Reproduce every line of the records below, requests included, from the line containing "Task: tag the table" through the line containing "x=341, y=16". Shift each answer coordinate up by 106, and leave the sample coordinates inside the requests unchanged.

RECORDS TO PROCESS:
• • • • •
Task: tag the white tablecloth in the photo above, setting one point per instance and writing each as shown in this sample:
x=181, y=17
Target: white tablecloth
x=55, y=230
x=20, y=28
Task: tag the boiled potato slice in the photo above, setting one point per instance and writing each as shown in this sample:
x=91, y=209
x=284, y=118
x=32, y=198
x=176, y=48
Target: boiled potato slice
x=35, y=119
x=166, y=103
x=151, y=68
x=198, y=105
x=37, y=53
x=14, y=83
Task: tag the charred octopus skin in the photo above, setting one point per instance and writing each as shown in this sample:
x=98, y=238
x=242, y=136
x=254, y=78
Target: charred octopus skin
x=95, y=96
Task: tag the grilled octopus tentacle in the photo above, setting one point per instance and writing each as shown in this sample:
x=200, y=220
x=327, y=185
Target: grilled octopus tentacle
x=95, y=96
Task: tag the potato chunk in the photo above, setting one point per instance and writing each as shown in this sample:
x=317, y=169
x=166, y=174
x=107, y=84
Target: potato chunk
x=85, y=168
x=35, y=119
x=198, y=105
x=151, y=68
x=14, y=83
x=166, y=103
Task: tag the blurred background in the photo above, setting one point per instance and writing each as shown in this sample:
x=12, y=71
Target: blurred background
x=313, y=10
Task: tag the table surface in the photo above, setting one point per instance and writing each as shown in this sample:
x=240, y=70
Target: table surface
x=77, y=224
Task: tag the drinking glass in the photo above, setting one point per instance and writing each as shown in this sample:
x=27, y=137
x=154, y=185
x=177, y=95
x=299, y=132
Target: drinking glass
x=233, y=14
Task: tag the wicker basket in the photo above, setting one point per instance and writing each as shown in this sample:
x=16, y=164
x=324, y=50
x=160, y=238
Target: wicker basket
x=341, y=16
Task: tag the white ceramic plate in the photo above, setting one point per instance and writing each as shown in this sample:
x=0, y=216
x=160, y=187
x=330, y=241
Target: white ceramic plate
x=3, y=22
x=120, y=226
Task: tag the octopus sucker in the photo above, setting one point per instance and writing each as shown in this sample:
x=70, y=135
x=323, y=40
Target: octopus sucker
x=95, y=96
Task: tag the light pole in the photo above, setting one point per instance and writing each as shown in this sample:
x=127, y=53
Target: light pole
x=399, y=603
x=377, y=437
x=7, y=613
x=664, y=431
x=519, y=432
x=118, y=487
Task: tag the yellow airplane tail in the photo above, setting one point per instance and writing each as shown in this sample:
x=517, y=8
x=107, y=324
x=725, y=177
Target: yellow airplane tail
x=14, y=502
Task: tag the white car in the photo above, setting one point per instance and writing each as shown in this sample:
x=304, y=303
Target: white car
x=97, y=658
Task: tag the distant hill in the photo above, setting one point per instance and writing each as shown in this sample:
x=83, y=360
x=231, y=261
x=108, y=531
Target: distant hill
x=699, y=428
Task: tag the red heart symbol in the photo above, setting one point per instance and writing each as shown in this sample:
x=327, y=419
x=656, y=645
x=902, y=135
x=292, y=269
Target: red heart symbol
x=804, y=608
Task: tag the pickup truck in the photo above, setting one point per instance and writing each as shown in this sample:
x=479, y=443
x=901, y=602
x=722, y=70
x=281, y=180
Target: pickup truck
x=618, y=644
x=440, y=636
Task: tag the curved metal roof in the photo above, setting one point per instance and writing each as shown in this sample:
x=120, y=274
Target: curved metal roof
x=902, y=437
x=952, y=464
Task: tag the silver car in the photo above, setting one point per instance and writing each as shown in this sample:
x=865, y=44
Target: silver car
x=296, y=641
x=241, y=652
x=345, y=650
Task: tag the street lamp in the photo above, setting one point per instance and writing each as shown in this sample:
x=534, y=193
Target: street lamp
• • • • •
WORKED SOLUTION:
Task: tag the table surface in the photo above, setting one point per instance and writing each as shown in this sample:
x=240, y=70
Target: table surface
x=183, y=330
Task: tag the drinking glass in the photo above, setting one point per instance and writing each as shown in this sample:
x=27, y=137
x=154, y=185
x=177, y=95
x=299, y=132
Target: drinking glass
x=339, y=120
Task: tag the wicker basket in the photo above, setting one point per instance and writing each as shown in this sample:
x=16, y=164
x=324, y=50
x=160, y=238
Target: wicker basket
x=447, y=122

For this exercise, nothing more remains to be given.